::: SOURCE DOCUMENT :::

Must Birth Be By Cesarean?

Each person’s experience and medical needs are individual.

You may be told that a cesarean or a vaginal birth is the safest option for you. While for most people a vaginal birth is safest, an individual is not “most people.” Because each of our body’s needs are individual the ultimate responsibility is on ourselves.

Some of the parents coming to our website are especially determined to have a vaginal birth. When the determination to avoid a cesarean is high, it’s normal to question whether advice for a cesarean is relative or absolute.

Give yourself permission to see if your expectations and desires match the medical needs of you and/or your baby. Today, the accepted reasons for a surgical birth are so common that it can be a challenge for parents to discern where the recommendation falls between recommended or absolutely medically necessary.

Your doctor will have a conversation about the risks and benefits of a cesarean. This is the “informed consent” conversation. Look below for tips to your portion of the discussion in case you want more information during this vital conversation.

::: DATASET EXCERPTS :::

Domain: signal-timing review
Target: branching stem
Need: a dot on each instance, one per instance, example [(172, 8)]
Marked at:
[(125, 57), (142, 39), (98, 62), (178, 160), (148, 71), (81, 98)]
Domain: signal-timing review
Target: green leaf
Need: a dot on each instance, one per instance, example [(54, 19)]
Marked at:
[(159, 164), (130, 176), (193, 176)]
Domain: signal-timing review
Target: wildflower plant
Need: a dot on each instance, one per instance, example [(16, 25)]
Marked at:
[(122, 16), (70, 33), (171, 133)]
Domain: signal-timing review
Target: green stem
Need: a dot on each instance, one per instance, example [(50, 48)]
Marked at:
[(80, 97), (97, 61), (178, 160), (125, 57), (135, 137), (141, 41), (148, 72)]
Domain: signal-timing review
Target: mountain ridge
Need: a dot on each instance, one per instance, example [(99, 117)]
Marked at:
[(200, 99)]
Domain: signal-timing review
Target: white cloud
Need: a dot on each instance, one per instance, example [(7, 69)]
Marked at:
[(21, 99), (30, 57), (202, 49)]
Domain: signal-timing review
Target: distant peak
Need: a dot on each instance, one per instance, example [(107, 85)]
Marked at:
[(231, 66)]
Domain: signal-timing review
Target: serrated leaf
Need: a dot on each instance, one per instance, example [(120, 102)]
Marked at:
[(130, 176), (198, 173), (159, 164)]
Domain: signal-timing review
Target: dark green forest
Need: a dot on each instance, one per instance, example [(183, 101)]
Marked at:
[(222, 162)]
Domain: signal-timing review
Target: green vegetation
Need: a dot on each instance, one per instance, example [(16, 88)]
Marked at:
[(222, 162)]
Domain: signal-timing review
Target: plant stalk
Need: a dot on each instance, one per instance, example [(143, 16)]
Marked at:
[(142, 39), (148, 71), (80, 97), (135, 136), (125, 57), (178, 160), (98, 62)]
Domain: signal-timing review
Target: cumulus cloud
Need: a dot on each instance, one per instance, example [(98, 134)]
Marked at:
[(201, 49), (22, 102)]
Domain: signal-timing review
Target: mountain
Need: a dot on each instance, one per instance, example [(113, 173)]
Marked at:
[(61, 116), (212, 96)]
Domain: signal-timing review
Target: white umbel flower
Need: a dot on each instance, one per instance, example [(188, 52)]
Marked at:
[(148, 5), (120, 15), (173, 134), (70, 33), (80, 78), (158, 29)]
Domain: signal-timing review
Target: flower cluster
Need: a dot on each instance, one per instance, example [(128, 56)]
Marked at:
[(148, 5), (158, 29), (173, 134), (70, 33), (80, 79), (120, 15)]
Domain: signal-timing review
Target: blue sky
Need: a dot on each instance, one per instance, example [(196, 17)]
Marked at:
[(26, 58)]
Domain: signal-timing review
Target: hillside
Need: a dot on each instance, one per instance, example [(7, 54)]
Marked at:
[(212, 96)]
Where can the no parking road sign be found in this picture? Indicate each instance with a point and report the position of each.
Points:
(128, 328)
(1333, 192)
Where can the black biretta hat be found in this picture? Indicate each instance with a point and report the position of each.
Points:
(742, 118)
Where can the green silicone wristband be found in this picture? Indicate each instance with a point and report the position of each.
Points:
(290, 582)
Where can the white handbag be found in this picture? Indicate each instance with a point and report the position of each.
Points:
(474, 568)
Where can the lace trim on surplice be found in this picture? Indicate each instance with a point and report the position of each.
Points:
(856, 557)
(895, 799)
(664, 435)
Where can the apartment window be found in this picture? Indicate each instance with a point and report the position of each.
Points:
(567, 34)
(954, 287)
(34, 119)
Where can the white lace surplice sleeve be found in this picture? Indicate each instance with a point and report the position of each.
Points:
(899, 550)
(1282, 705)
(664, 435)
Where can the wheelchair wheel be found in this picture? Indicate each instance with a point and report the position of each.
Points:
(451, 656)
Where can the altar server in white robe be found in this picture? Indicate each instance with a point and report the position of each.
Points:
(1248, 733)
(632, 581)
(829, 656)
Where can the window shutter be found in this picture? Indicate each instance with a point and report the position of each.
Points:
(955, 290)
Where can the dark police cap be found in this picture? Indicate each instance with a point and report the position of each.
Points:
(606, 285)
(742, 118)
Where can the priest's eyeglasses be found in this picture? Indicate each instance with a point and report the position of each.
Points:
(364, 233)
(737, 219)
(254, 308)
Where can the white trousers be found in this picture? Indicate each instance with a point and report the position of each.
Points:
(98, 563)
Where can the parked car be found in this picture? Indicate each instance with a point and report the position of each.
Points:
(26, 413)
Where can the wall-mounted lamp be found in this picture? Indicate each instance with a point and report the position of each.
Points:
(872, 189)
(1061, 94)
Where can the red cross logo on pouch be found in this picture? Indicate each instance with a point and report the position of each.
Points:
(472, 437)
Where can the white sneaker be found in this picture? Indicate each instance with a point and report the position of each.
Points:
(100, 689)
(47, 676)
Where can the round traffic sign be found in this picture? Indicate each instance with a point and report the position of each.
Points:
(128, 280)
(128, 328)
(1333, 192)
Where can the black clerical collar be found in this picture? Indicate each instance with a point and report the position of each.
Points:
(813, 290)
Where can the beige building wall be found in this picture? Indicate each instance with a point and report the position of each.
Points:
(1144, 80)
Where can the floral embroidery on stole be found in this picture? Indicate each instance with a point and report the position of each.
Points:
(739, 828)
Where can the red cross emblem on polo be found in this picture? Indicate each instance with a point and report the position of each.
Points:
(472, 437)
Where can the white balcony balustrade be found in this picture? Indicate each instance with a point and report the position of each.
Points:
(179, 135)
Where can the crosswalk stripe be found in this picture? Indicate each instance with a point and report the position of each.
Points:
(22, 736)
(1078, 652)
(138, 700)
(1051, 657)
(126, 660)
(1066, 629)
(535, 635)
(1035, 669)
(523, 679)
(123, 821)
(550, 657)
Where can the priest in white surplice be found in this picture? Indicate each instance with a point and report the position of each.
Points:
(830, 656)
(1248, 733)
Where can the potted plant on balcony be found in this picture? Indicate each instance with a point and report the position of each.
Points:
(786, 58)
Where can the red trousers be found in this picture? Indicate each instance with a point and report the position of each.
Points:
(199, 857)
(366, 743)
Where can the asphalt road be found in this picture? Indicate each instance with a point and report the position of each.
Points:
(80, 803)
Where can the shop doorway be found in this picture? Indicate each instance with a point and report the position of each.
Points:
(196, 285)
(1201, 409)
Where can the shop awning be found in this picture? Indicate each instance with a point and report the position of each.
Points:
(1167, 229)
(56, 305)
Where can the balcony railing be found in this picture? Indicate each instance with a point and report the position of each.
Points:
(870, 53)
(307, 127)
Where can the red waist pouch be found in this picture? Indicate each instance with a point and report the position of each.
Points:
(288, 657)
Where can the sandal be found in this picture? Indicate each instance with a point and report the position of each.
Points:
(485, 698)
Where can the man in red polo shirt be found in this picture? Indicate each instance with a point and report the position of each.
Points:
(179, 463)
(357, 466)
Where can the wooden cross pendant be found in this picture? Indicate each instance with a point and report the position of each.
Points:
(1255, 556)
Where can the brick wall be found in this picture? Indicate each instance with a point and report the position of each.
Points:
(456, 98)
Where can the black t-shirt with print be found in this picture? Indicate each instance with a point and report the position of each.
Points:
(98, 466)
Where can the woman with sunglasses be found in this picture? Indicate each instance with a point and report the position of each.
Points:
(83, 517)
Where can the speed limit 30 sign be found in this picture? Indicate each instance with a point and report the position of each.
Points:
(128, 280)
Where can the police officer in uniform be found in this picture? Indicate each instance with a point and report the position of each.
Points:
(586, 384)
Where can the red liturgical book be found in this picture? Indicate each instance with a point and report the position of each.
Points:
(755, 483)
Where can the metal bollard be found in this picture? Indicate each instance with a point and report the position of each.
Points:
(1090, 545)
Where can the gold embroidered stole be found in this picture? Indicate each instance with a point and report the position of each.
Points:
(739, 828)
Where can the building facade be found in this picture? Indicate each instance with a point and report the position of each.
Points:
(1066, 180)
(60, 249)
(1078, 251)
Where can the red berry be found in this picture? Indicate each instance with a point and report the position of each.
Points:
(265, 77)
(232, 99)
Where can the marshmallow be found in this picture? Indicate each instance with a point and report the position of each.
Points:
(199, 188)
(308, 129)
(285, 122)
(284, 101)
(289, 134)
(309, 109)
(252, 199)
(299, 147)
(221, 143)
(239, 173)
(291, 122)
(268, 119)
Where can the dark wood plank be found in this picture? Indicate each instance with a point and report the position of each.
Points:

:::

== WORK ORDER 1 ==
In the article on cesarean birth, what is the doctor's conversation about the risks and benefits of a cesarean called?
== WORK ORDER 2 ==
Retype the article on cesarean birth from "Give yourself permission" up to and including "absolutely medically necessary.".

== WRITTEN RESPONSE 1 ==
The "informed consent" conversation.

== WRITTEN RESPONSE 2 ==
Give yourself permission to see if your expectations and desires match the medical needs of you and/or your baby. Today, the accepted reasons for a surgical birth are so common that it can be a challenge for parents to discern where the recommendation falls between recommended or absolutely medically necessary.